PROMPT 1:
Reproduce the Chicago furmeets thread starting at "We also have" and ending at "downtown Downer's Grove.", altering each "Downer's Grove" to "Downers Grove".
PROMPT 2:
According to the Chicago furmeets thread, where do participants eat dinner before the monthly bowling meet?
PROMPT 3:
Proceed with the Chicago furmeets thread from the point at which it stops.

# Chicago furmeets?



## jazzcat (Feb 17, 2009)

I'm sure there are some, but could someone tell me when and where? I'd really like to meet some furries outside of the internet as there are no cons that I would be able to attend anytime real soon.


----------



## Lyxen (Feb 18, 2009)

hey the LAFF mailing list is for furries and they go to coffee meets in schuamburg every tuesday.


----------



## jazzcat (Feb 18, 2009)

Lyxen said:


> hey the LAFF mailing list is for furries and they go to coffee meets in schuamburg every tuesday.


 
Thanks I'll go check that out!


----------



## SamiiTiger (Feb 19, 2009)

We also have bowling and dinner meets on the 3rd Saturday of the month in Downer's Grove.

Dinner's at Buona Beef on Rt. 56, then Bowling's at the Tivoli in downtown Downer's Grove.


----------



## Bayard Zylos (Feb 19, 2009)

I live in downtown Chicago, but still haven't really met any furs in real life. Then again, my tight college schedule keeps me pretty much in only one area, so my traveling in Chicago is limited. But if you ever see a guy strolling around Grant Park wearing a white fox tail, come over and say hi. ^^


----------



## SomyWulf (Feb 19, 2009)

Lyxen said:


> hey the LAFF mailing list is for furries and they go to coffee meets in schuamburg every tuesday.



I wish i could go but considering the fact i live 1000 miles away kinda sucks even though i do have family that lives in that town.


----------



## jazzcat (Feb 19, 2009)

As my college schedual is also very tight, I'll really try to make it to one of those meets. Thanks for the info!


----------



## rolandmaxum_haystack (Feb 22, 2009)

well i live in south east chicago and have a tough time getting all the way up north for the tuesday meets. anyone think they may want to start up a more south eastern meets? i wouldnt mind hosting them ^^


----------



## jazzcat (Feb 22, 2009)

LISTED RECORDS:
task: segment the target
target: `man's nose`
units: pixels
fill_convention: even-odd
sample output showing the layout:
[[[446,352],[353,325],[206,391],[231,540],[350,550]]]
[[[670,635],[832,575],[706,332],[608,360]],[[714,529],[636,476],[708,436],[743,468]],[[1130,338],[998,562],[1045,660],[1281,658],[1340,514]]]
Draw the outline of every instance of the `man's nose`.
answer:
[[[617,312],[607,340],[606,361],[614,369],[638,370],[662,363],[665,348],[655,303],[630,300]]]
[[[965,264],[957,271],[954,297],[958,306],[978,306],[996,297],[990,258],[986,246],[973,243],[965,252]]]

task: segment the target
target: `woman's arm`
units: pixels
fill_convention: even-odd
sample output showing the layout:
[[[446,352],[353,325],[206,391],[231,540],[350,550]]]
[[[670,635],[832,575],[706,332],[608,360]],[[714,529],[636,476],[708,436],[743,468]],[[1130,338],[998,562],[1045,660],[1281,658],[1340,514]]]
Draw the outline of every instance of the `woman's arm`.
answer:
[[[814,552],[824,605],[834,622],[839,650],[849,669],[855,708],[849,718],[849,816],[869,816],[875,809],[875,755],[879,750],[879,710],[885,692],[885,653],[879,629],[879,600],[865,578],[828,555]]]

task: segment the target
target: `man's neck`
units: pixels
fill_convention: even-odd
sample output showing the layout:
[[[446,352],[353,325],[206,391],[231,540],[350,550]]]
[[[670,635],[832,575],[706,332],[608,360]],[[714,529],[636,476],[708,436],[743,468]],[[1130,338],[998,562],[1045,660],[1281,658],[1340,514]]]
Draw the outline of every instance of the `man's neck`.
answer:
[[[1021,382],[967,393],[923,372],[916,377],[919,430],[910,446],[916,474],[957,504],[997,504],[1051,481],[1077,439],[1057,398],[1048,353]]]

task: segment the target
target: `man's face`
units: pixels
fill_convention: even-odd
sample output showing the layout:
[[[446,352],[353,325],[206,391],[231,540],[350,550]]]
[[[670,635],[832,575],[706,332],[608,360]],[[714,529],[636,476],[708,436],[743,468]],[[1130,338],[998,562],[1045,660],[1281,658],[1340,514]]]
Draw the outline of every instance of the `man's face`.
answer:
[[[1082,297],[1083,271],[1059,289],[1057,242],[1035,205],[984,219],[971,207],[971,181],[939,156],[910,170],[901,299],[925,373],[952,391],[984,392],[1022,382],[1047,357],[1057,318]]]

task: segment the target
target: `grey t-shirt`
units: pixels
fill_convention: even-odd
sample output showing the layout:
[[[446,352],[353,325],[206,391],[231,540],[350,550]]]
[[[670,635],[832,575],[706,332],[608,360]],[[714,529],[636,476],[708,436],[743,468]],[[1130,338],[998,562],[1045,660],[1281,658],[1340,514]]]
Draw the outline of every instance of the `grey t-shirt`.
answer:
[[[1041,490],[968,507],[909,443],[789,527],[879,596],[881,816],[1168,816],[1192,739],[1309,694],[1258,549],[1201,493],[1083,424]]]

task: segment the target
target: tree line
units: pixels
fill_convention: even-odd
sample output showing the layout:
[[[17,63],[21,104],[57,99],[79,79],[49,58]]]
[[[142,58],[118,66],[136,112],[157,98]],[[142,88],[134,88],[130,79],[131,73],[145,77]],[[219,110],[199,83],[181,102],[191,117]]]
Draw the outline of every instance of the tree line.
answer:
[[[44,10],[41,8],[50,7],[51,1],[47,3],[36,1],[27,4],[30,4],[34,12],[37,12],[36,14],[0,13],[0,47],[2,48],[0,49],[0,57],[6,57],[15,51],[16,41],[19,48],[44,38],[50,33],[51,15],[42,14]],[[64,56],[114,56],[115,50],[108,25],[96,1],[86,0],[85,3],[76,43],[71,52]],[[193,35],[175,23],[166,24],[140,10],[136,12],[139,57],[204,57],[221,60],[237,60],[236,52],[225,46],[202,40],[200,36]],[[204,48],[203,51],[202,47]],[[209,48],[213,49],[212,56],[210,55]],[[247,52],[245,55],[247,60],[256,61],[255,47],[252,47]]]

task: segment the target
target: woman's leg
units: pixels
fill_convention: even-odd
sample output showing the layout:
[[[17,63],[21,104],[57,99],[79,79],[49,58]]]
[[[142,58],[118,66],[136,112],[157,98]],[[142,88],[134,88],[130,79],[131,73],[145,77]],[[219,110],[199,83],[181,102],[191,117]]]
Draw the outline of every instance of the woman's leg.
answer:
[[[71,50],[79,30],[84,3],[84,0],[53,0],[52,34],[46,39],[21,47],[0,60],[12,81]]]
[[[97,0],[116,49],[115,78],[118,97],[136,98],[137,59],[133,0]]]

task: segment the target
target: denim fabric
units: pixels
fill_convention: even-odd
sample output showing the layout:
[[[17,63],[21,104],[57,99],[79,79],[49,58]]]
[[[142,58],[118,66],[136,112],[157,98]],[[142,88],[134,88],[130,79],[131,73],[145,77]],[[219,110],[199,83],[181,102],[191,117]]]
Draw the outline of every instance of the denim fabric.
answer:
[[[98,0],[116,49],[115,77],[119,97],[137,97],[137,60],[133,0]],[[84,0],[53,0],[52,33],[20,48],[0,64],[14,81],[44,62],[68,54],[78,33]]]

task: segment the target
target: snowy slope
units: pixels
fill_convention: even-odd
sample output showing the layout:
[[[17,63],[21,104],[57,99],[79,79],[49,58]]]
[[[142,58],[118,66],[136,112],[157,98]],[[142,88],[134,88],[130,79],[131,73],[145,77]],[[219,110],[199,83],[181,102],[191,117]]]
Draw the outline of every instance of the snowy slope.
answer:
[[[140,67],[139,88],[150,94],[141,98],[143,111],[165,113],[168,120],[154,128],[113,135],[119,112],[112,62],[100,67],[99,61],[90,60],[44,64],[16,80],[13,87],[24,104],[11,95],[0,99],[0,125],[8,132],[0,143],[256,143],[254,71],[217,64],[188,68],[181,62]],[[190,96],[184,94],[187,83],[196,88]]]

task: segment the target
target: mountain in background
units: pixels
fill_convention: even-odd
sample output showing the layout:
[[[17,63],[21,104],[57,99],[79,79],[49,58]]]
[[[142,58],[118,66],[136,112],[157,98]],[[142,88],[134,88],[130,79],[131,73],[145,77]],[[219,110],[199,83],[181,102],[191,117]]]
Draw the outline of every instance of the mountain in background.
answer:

WRITTEN ANSWER 1:
We also have bowling and dinner meets on the 3rd Saturday of the month in Downers Grove.

Dinner's at Buona Beef on Rt. 56, then Bowling's at the Tivoli in downtown Downers Grove.

WRITTEN ANSWER 2:
At Buona Beef on Rt. 56.

WRITTEN ANSWER 3:
rolandmaxum_haystack said:


> well i live in south east chicago and have a tough time getting all the way up north for the tuesday meets. anyone think they may want to start up a more south eastern meets? i wouldnt mind hosting them ^^


 
If you ever want to set something up that would be cool. when and where would also be good.


----------



## Lyxen (Feb 23, 2009)

yea chicago area fucking rawks fur furrs, id really like to attend a meet sometime


----------



## Tidus0203 (Jun 21, 2011)

I live in the south side of chicago as well, would like to meet and get to know other fur friends , could i get more information on those meet ups?


----------



## Ley (Jun 21, 2011)

Tidus0203 said:


> I live in the south side of chicago as well, would like to meet and get to know other fur friends , could i get more information on those meet ups?


 
Protip: There are dates of these threads. Anything after May 2011 would be considered a necro, which is not allowed on these forums.


----------



## M. LeRenard (Jun 21, 2011)

Thread from 2009.  Closing it.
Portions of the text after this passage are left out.